Compiti da svolgere:
[1] Secondo il testo sul Malato immaginario, per quale motivo Argan, pur essendo codardo, si lascia andare all'imbroglio dei medici? Rispondi in una-tre frasi.
[2] Rispondi alle domande seguenti sul testo sul Malato immaginario:
(a) Quale disturbo, secondo il testo, ora non c'è ma verrà?
(b) Approfondendo l'analisi, quale risulta essere la malattia vera e propria di Argan?
(c) Chi sostiene che vivere da sani, avendo la coscienza di esistere, è impossibile?
[3] Procedi con il testo sul Malato immaginario, riprendendo subito dopo la sua ultima frase.

----- Testo di riferimento

Prosa
IL MALATO IMMAGINARIO

Temere la malattia è meglio che accettarla

Il malato immaginario
Il malato immaginario

Che cosa accusa il paziente? Nausea, non si direbbe. Problemi ai bronchi? Neppure quelli. Febbre? Non c’è. Ma verrà. Il giudizio di Argan a riguardo è perentorio. 
Lo sanno tutti però che il nostro “eroe” non è malato. È un malato immaginario appunto, come recita il titolo. O forse, è affetto da ben altri malanni. Molti, sbrigativamente, parlerebbero oggi di depressione, condita da manie di persecuzione e spiccata propensione al lamento. E, purtroppo per lui e per quanti gli stanno attorno, Argan è anche questo.

Tuttavia, approfondendo l’analisi, ci si accorge che la malattia vera e propria è un’altra e riguarda la paura. Paura di morire, ma anche di vivere… come se la prima non fosse di per se’ sufficiente a paralizzare un individuo nell’esercizio delle sue facoltà, mentali anzitutto. Sarà per questo che sembra di scorgere nel protagonista una sorta di auto-compiacimento nel piangersi addosso, oltre alla fiducia cieca e sconsiderata nei medici che lo curano. Che altro non sono - nella pièce perlomeno - furbi abbindolatori che lucrano sulle disgrazie del paziente fifone. Ma, per quanto codardo, Argan si lascia andare all’imbroglio perché, paradossalmente, si sente più al sicuro nel far parte della “comunità dei malati”: non gli interessa tanto la guarigione (ma da cosa poi?), quanto la possibilità di ingannare la morte e raggirare la malattia, quella di esistere. Vivere da sani, avendo la coscienza di esistere, è impossibile, sostiene Cesare Garboli, che più volte si è accostato alla produzione di Molière.

----------
----- Dati

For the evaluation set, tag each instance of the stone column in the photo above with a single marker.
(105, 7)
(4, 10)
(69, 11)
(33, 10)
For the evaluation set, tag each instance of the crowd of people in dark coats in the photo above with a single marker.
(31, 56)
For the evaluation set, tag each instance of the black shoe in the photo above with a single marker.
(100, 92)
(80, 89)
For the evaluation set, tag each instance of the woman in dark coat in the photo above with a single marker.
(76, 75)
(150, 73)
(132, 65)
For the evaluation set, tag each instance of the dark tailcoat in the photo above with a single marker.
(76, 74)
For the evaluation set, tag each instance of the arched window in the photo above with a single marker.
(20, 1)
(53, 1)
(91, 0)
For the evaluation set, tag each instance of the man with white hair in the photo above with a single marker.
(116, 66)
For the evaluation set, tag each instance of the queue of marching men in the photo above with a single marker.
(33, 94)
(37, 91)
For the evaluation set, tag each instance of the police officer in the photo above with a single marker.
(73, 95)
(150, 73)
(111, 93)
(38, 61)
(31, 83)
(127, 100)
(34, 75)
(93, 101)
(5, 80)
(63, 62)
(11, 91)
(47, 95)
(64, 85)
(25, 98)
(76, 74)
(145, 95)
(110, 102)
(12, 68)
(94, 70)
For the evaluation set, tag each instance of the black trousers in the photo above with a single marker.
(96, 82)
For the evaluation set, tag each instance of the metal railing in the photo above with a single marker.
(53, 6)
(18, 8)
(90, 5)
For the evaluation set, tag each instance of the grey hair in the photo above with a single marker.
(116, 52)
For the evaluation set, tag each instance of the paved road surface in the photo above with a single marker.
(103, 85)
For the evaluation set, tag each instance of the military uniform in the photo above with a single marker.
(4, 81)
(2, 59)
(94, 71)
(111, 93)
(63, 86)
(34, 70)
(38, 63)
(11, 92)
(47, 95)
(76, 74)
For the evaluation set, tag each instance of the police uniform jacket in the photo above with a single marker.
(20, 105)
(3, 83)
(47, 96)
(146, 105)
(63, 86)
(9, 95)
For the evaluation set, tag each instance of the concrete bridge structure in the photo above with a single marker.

----------

Problemi risolti:
[1] Argan si lascia andare all'imbroglio perché, paradossalmente, si sente più al sicuro facendo parte della «comunità dei malati». Non gli interessa tanto la guarigione, quanto la possibilità di ingannare la morte e raggirare la malattia di esistere.

[2]
(a) La febbre.
(b) La paura: paura di morire, ma anche di vivere.
(c) Cesare Garboli.

[3]
Nell’ultima versione proposta da Andrée Ruth Shammah - un omaggio a Franco Parenti a 25 anni dalla scomparsa - uno studio altrettanto approfondito si evince dalle sofisticate performance degli attori, a cominciare da Gioele Dix, dallo sguardo troppo vispo per essere credibile come malato petulante, ma che riesce a rendere bene il personaggio senza  strafare. Argan, del resto, non è un “battutaro”, piuttosto un bipolare e, come tale, risulta comico e drammatico al tempo stesso. Ad ogni modo, pur parlando di fragilità e disagi, desideri di fuga e perdita di fiducia, si ride spesso e di gusto, in molte scene e anche dopo, quando i personaggi escono per poi tornare, magari in altre vesti, come accade a Tonina - una tostissima Anna della Rosa - serva irriverente nei confronti del padrone, ma anche materna e affezionata ad Angelica, la figlia di Argan. Personaggio importante, quello di Tonina, per riflettere anche su quanto poco sottomesse o stupide siano (certe) donne, nella finzione come nella realtà, a dispetto di quello che (certi) maschi vorrebbero. Impossibile poi, per ragioni di spazio, menzionare tutti gli interpreti, ma non si può non dire che la qualità del cast è eccellente; tra tutti, oltre ai già citati Dix e della Rosa, un plauso va a Francesco Brandi, al suo debutto in teatro, nei panni di un buffissimo Tommaso Purgon, un giuggiolone senza grazia, a cui però nessuna donna potrebbe mai resistere: l’invito ad un’autopsia, un “esperimento giocoso” si capisce, è d’altronde quel che si dice espressione di un corteggiamento appassionato.